>> start

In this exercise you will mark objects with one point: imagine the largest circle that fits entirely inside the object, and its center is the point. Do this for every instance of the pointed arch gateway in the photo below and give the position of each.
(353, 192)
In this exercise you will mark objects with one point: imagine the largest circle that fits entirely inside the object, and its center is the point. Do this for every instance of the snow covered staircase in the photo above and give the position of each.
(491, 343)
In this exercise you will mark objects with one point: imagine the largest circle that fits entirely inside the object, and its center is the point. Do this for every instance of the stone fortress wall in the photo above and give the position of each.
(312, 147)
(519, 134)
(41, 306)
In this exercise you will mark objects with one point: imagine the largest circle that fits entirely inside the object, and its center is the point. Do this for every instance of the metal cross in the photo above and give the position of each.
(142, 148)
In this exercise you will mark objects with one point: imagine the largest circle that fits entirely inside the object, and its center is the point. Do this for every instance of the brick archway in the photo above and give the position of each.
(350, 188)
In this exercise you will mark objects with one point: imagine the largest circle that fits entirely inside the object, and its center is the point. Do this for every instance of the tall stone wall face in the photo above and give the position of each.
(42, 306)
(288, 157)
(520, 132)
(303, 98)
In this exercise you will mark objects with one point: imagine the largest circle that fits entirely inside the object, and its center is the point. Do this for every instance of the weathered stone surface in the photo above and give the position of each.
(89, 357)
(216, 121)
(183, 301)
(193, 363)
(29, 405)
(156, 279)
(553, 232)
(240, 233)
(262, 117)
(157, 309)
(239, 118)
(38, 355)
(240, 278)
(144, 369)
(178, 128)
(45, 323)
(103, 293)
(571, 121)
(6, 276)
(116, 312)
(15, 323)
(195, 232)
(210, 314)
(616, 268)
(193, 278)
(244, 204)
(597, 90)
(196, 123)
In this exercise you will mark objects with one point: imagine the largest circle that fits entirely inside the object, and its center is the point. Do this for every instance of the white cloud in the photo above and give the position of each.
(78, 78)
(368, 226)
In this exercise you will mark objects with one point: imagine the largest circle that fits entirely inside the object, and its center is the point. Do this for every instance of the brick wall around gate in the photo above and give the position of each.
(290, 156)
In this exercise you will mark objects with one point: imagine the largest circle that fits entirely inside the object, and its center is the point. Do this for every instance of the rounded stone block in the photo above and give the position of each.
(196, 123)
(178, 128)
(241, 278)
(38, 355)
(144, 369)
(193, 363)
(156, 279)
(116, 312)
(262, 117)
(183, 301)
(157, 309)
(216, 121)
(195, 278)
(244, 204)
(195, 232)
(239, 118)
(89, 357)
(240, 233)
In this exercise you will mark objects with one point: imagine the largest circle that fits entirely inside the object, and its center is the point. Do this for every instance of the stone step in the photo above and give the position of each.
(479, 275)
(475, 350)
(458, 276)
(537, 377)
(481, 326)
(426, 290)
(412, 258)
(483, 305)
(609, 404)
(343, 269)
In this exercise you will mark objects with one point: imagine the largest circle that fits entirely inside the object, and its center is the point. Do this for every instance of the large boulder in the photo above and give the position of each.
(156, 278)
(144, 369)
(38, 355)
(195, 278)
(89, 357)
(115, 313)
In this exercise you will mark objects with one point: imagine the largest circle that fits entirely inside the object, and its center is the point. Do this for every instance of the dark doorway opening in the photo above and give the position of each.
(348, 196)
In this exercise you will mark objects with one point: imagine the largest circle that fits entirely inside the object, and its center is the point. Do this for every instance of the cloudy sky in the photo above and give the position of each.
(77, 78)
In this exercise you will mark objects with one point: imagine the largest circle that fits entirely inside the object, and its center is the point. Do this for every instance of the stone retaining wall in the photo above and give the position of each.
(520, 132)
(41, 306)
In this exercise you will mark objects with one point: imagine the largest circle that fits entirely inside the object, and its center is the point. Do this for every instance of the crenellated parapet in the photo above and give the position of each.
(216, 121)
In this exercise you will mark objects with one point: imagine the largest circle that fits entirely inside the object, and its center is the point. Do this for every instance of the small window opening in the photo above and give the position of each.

>> end

> [Challenge]
Reproduce every one of the entries above word for word, without changing or leaving out anything.

> [Exercise solution]
In this exercise you will mark objects with one point: imagine the largest circle that fits entirely inside the object, and its center is the point. Do this for every instance of the pointed arch gateway in the photo below and give the position of each.
(353, 192)
In this exercise you will mark objects with one point: imagine the largest circle that fits entirely inside the object, and its center is the point. Do this for every instance of the snow covered staircase in the photo above and give the position of each.
(491, 343)
In this exercise you will mark objects with one point: imagine the largest circle that fits entirely inside the object, and its center is the point. Do this for every instance of the stone fortress wall in the photo above and give the position of each.
(312, 147)
(519, 134)
(41, 306)
In this exercise you will mark objects with one point: imagine the largest circle that fits entirely inside the object, and its center is the point. Do this for every instance of the metal cross in the photo above and give the position of each.
(142, 148)
In this exercise you will mark objects with one point: imagine the largest circle that fits entirely inside the object, and its center is the point. Do this for every instance of the brick archway in the photo above and give the position of each.
(350, 188)
In this exercise you will mark objects with one point: imagine the largest circle that fits entirely inside the object, and its center is the point. Do this for every instance of the tall stone wall face in the photo above and give the position of each.
(42, 306)
(288, 157)
(520, 132)
(303, 98)
In this exercise you will mark objects with one point: imagine the largest circle that fits entirely inside the object, and its center is the point. Do this for every instance of the weathered stone surface in the photo above and give the position of each.
(89, 357)
(216, 121)
(183, 301)
(193, 363)
(29, 405)
(156, 279)
(553, 232)
(240, 233)
(262, 117)
(157, 309)
(239, 118)
(38, 355)
(240, 278)
(144, 369)
(178, 128)
(45, 323)
(103, 293)
(571, 121)
(6, 276)
(116, 312)
(15, 323)
(195, 232)
(210, 314)
(616, 268)
(193, 278)
(244, 204)
(597, 90)
(196, 123)
In this exercise you will mark objects with one point: imagine the largest circle that fits entirely inside the object, and its center is the point. Do this for every instance of the white cloud in the photo above and give the position of each.
(78, 78)
(368, 226)
In this exercise you will mark objects with one point: imagine the largest circle that fits entirely inside the object, and its center is the point. Do this for every instance of the brick wall around gate in the photo above and give the position of each.
(290, 156)
In this exercise you will mark objects with one point: imagine the largest circle that fits entirely inside the object, and its center is the point. Do this for every instance of the rounded stone block in the photo above and give the position of each.
(196, 123)
(178, 128)
(241, 278)
(38, 355)
(144, 369)
(193, 363)
(156, 279)
(116, 312)
(262, 117)
(183, 301)
(157, 309)
(216, 121)
(195, 278)
(244, 204)
(195, 232)
(239, 118)
(89, 357)
(240, 233)
In this exercise you will mark objects with one point: imagine the largest circle that fits entirely inside the object, and its center is the point. Do this for every instance of the stone step in the photo above and give the position of each.
(479, 275)
(475, 350)
(458, 276)
(537, 377)
(481, 326)
(426, 290)
(412, 258)
(483, 305)
(609, 404)
(343, 269)
In this exercise you will mark objects with one point: imagine the largest circle that fits entirely inside the object, and its center is the point. Do this for every instance of the large boulder in the photo above and give the position of each.
(156, 278)
(144, 369)
(38, 355)
(195, 278)
(89, 357)
(115, 313)
In this exercise you will mark objects with one point: imagine the largest circle that fits entirely inside the object, and its center is the point. Do this for every instance of the dark doorway opening in the photo above and give the position of each.
(348, 196)
In this exercise you will mark objects with one point: imagine the largest circle that fits entirely inside the object, and its center is the point. Do this for every instance of the cloudy sky in the photo above and give the position of each.
(77, 78)
In this exercise you will mark objects with one point: imagine the largest circle that fits entirely inside the object, and its center is the point. Do this for every instance of the stone retaining wall in the photo above and give the position of each.
(520, 132)
(41, 306)
In this exercise you will mark objects with one point: imagine the largest circle that fits entirely inside the object, and its center is the point. Do this for every instance of the crenellated parapet in the photo above and give the position of each.
(216, 121)
In this exercise you will mark objects with one point: imagine the largest circle that fits entirely inside the object, and its center is the point. Do this for every instance of the small window opening in the photo above and give the position of each.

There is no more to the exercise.